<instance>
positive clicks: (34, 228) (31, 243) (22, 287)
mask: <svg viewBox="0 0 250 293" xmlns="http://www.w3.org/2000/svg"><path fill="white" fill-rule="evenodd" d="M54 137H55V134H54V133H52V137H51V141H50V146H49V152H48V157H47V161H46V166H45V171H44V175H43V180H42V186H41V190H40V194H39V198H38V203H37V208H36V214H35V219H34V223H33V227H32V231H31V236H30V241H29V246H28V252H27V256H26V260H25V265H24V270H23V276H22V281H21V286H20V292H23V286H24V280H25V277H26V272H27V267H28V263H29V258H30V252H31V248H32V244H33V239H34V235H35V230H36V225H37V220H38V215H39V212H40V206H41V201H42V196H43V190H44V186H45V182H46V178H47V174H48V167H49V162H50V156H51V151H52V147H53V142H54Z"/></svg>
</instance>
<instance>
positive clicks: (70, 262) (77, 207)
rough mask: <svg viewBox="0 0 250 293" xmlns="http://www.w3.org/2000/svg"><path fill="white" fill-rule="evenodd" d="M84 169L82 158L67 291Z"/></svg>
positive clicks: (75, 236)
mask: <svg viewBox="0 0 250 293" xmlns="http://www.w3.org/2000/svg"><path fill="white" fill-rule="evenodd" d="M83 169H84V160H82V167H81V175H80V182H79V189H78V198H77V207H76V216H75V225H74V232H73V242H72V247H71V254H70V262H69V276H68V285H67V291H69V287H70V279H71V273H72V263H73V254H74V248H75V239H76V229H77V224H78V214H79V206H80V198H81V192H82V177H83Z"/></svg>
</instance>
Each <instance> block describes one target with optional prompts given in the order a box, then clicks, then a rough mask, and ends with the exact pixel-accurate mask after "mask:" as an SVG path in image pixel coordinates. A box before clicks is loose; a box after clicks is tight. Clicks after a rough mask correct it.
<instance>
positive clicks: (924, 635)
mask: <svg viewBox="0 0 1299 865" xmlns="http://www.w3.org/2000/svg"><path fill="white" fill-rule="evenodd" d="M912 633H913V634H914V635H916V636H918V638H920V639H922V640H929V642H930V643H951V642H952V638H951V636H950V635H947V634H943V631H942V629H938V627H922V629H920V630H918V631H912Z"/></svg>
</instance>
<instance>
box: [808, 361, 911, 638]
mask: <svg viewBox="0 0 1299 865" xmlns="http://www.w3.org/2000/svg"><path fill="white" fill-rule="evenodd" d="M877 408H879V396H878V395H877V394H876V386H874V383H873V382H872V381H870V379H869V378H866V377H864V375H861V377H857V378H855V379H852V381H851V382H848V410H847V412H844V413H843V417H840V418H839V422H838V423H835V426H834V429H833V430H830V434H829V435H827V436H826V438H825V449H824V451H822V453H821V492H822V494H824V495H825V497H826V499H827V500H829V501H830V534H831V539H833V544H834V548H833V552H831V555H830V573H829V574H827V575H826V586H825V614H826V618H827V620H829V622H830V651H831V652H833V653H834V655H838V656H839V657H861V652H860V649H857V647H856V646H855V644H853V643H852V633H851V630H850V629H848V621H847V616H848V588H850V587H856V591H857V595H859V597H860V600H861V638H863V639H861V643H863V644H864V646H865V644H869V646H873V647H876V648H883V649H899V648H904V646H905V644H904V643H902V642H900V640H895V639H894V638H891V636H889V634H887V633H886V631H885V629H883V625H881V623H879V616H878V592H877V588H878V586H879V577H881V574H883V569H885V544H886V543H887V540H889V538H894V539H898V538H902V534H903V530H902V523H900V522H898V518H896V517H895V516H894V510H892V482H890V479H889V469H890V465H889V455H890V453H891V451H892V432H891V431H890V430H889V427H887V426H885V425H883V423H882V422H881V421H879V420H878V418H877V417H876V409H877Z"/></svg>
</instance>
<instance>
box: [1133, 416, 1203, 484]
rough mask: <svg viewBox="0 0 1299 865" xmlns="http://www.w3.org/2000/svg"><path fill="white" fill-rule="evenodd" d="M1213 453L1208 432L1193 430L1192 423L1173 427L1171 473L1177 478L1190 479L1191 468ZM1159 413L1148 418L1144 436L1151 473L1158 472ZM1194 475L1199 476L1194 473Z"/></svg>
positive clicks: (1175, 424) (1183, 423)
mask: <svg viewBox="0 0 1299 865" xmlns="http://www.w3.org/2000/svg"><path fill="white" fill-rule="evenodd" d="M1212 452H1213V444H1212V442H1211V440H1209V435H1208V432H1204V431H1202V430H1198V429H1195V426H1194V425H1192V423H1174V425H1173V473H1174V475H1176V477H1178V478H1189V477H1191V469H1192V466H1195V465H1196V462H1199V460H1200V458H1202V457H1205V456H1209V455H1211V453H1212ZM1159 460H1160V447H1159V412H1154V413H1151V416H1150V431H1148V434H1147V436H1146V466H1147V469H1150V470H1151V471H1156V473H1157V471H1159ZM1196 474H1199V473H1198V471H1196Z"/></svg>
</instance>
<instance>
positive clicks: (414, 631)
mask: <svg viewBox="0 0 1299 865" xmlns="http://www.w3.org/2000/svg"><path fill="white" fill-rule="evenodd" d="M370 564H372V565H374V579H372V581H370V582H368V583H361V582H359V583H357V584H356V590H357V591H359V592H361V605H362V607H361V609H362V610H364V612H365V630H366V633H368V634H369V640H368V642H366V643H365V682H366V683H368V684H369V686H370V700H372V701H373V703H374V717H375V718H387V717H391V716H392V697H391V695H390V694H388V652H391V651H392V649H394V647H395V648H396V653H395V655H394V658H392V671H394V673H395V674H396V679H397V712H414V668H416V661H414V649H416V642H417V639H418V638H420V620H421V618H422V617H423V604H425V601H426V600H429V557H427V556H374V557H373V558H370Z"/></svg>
****
_HOW TO COMPLETE THIS TASK_: Count the lines in the items above that contain the string "clicks", with case counting. Give only the number.

_OUTPUT OF THE TASK_: 7